-- EXERCISE TEXT follows --

I would rather not have recordings from mid pandemic which also had oddities and bit which have been corrected after the lecture as ‘not right’.

I didn't state my own preference, and clearly your middle ground is not good - but back in the days when someone stood at the front with some chalk there was nobody else to critique what was said or what the students heard from it.  Would you hope that a university is proud of its teaching and wants its new intake to get the best impression?  Of course.  Do half the lecturers even want to be teaching?  No - probably most accademics go into it to do research not because they are passionate about teaching.  They are managed according to both teaching and research objectives - but if you can bring in grant income, publish papers etc you are the hero.  You need a lot of bums on seats to bring in the money of a research grant!

I agree that there’s a need for a lot more self directed learning, group work, and initiative to solve problems and learn for yourself. Unfortunately my experience is that this is a useful excuse to reduce as much contact time as possible, assume that learners can ‘just do it/mtfu’ from day one rather than coaching them into it, mark group work deeply unfairly, and generally provide a poorly thought out learning experience using the excuse of ‘do it for yourself, it’s a life skill don’t you know?’.

Perhaps universities haven't adapted well to the floods of students coming from school who have been coached to get brilliant exam results but have minimal enquiry beyond the strict definition of the syllabus. Certainly colleges are struggling having lost a lot of their best students.  Most academics are of an era when going to uni was for the "elite" who did manage to cope against the adversities; all are inevitably the self selecting group that survived uni and did well in that environment.  Group projects are an interesting challenge - in many ways they do reflect the reality of working life: some people put in more effort but see less reward, some do loads of work on the wrong stuff because they refuse to listen to others, some do seemingly trivial work that actually transforms the recipients perception whilst not actually understanding the inner workings.

-- EXERCISE TEXT concluded --
-- PROVIDED MATERIAL follows --

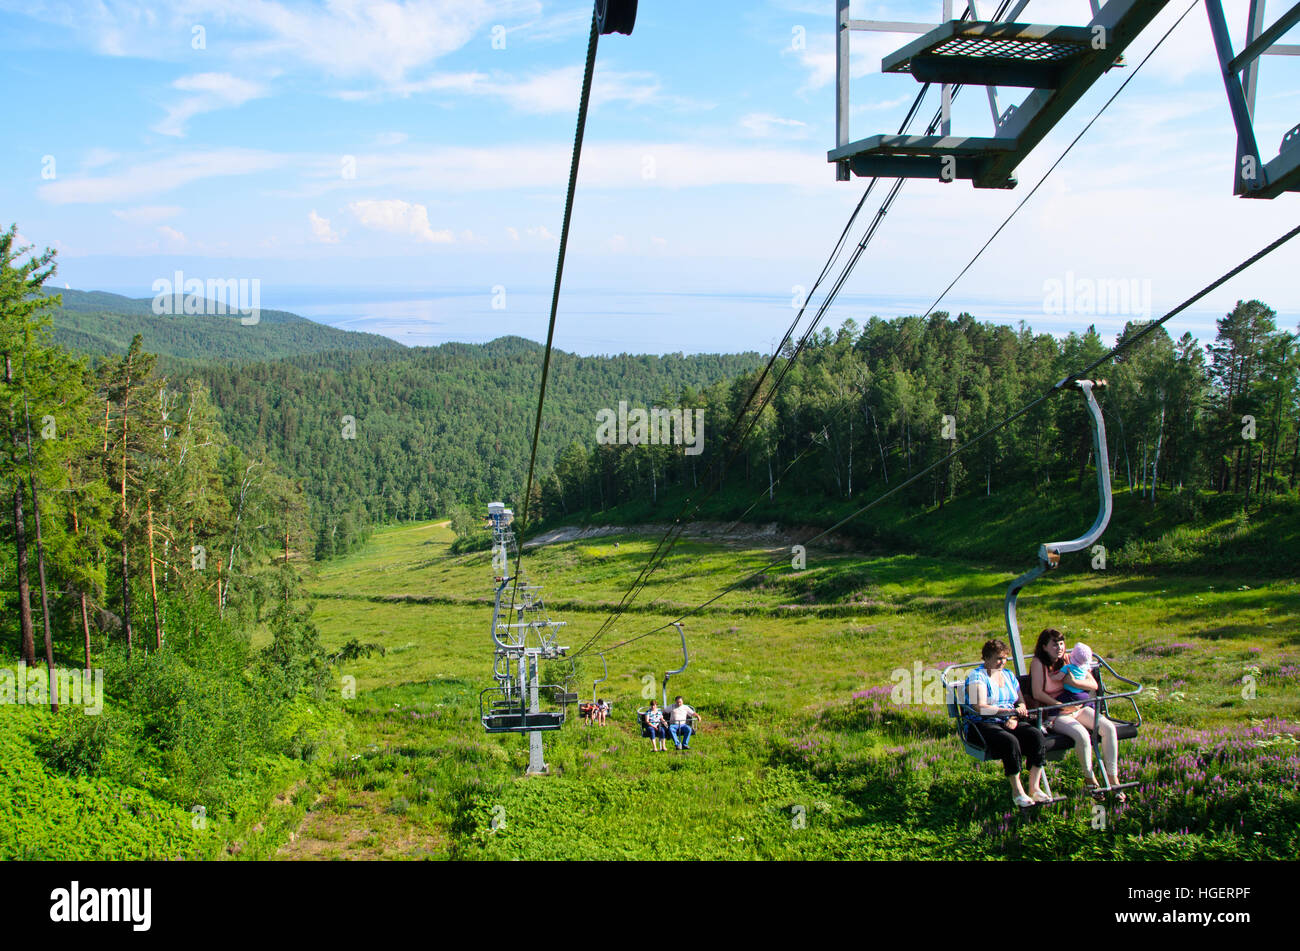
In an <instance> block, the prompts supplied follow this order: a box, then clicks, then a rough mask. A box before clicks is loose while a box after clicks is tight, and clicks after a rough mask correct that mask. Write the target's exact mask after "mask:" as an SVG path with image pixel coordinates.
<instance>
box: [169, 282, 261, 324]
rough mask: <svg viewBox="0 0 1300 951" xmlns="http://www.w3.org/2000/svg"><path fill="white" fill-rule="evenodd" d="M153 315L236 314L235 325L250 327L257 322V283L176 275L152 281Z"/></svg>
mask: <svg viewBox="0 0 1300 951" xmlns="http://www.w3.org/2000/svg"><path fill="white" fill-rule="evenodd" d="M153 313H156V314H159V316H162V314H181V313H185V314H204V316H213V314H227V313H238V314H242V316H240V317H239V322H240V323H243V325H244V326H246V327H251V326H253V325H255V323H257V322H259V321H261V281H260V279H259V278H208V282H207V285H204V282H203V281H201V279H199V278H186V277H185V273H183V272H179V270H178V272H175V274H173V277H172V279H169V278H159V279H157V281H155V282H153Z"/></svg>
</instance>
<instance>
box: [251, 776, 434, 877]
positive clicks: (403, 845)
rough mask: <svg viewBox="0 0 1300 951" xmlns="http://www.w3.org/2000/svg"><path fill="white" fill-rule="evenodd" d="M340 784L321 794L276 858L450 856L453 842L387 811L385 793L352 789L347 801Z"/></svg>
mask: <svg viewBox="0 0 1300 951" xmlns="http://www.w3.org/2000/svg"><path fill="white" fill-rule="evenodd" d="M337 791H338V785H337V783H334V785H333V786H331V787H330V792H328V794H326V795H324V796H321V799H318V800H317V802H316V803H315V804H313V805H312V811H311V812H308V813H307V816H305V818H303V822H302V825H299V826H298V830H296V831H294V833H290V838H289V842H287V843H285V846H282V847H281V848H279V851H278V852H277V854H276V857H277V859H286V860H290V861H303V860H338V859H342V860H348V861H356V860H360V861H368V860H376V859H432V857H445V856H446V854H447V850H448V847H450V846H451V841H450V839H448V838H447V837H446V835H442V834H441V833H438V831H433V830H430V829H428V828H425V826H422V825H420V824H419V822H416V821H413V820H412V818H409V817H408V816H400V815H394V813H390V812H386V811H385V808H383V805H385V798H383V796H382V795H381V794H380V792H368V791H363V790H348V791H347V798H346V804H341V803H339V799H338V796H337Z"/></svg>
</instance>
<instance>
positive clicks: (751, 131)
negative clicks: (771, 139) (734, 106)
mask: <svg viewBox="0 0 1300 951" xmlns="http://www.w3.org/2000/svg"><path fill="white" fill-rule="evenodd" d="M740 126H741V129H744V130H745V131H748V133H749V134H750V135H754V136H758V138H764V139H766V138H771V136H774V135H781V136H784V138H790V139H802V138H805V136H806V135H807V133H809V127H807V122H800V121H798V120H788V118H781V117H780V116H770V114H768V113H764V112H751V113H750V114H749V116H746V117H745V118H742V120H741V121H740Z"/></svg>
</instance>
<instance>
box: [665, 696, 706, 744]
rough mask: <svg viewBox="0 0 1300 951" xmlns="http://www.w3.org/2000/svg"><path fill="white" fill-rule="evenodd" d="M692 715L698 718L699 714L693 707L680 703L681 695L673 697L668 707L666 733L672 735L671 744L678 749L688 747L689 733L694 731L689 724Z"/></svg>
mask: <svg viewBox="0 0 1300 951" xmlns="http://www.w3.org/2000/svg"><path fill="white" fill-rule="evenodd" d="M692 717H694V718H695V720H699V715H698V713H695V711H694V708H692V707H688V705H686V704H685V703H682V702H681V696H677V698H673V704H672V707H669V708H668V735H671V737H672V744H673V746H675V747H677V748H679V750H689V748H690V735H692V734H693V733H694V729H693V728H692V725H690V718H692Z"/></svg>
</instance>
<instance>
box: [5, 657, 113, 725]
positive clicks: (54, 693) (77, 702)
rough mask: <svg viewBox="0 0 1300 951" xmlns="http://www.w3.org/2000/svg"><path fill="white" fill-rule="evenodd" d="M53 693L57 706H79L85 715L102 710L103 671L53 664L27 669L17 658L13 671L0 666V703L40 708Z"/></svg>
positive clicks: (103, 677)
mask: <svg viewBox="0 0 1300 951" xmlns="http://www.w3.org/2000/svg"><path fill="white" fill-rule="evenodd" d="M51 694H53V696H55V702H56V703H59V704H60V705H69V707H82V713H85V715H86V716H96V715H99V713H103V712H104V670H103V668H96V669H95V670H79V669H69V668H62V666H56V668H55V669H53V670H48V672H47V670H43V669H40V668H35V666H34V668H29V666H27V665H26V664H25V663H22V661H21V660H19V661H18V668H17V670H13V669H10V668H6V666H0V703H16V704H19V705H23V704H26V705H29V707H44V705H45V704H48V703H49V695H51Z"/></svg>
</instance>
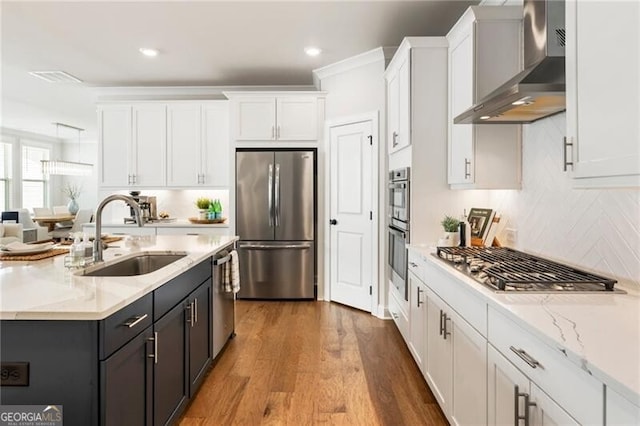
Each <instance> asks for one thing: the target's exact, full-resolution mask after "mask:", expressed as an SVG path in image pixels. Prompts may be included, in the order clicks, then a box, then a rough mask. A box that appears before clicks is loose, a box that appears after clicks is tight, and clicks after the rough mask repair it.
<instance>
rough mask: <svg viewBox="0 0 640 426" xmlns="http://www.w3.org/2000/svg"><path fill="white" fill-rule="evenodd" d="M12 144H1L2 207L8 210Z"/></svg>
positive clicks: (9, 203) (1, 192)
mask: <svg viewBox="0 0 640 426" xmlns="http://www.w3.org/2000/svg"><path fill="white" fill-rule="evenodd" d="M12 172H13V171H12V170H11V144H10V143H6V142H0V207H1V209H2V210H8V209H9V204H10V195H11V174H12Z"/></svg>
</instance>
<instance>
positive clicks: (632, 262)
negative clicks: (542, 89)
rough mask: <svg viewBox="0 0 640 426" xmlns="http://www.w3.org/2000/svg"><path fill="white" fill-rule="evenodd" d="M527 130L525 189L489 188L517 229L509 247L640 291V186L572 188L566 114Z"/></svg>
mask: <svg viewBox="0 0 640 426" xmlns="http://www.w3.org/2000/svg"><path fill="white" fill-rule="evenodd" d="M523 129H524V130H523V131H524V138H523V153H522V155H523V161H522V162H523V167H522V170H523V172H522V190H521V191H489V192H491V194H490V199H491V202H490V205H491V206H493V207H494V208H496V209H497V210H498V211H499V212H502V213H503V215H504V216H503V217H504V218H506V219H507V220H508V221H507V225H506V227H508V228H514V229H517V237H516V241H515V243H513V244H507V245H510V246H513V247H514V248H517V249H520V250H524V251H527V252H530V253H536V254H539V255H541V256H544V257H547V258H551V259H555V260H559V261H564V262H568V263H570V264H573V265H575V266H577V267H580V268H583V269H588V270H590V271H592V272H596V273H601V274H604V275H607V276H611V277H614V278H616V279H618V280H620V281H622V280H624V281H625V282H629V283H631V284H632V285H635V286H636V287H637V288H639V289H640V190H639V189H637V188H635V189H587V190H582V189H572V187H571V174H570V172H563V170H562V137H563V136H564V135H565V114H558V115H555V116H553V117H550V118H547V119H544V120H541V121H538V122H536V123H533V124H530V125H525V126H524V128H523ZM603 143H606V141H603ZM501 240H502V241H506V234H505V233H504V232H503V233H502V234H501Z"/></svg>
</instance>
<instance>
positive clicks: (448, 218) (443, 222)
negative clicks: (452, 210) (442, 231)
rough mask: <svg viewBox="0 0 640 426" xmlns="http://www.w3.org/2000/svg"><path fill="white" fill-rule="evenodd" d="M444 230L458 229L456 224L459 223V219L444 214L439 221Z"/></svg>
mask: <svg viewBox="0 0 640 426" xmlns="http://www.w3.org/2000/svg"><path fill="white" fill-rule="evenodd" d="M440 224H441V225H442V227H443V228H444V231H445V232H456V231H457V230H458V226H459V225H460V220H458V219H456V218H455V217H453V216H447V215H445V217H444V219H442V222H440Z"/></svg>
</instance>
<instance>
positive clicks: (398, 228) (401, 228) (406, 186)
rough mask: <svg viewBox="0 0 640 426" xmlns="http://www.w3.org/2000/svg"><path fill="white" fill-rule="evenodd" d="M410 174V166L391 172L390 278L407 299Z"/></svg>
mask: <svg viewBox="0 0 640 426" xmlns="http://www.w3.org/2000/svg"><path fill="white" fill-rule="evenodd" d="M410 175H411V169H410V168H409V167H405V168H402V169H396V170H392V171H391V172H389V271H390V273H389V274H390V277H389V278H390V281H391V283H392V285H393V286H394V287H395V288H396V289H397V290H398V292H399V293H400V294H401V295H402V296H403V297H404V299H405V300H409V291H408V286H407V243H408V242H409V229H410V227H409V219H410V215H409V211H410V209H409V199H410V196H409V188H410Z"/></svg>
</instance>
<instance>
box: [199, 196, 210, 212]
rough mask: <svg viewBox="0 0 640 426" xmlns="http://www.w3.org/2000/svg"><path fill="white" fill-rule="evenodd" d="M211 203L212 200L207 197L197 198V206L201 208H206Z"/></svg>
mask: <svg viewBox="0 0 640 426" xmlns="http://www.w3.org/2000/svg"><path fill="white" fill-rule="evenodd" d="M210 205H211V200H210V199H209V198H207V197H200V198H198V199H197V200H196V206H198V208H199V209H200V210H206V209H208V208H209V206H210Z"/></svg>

-- PROVIDED MATERIAL concluded --

- REQUIREMENT: Please pull out the passage from the text on university teaching, starting with "I agree that" and going on through "don’t you know?’.", copying it word for word.

- EXERCISE RESULT:
I agree that there’s a need for a lot more self directed learning, group work, and initiative to solve problems and learn for yourself. Unfortunately my experience is that this is a useful excuse to reduce as much contact time as possible, assume that learners can ‘just do it/mtfu’ from day one rather than coaching them into it, mark group work deeply unfairly, and generally provide a poorly thought out learning experience using the excuse of ‘do it for yourself, it’s a life skill don’t you know?’.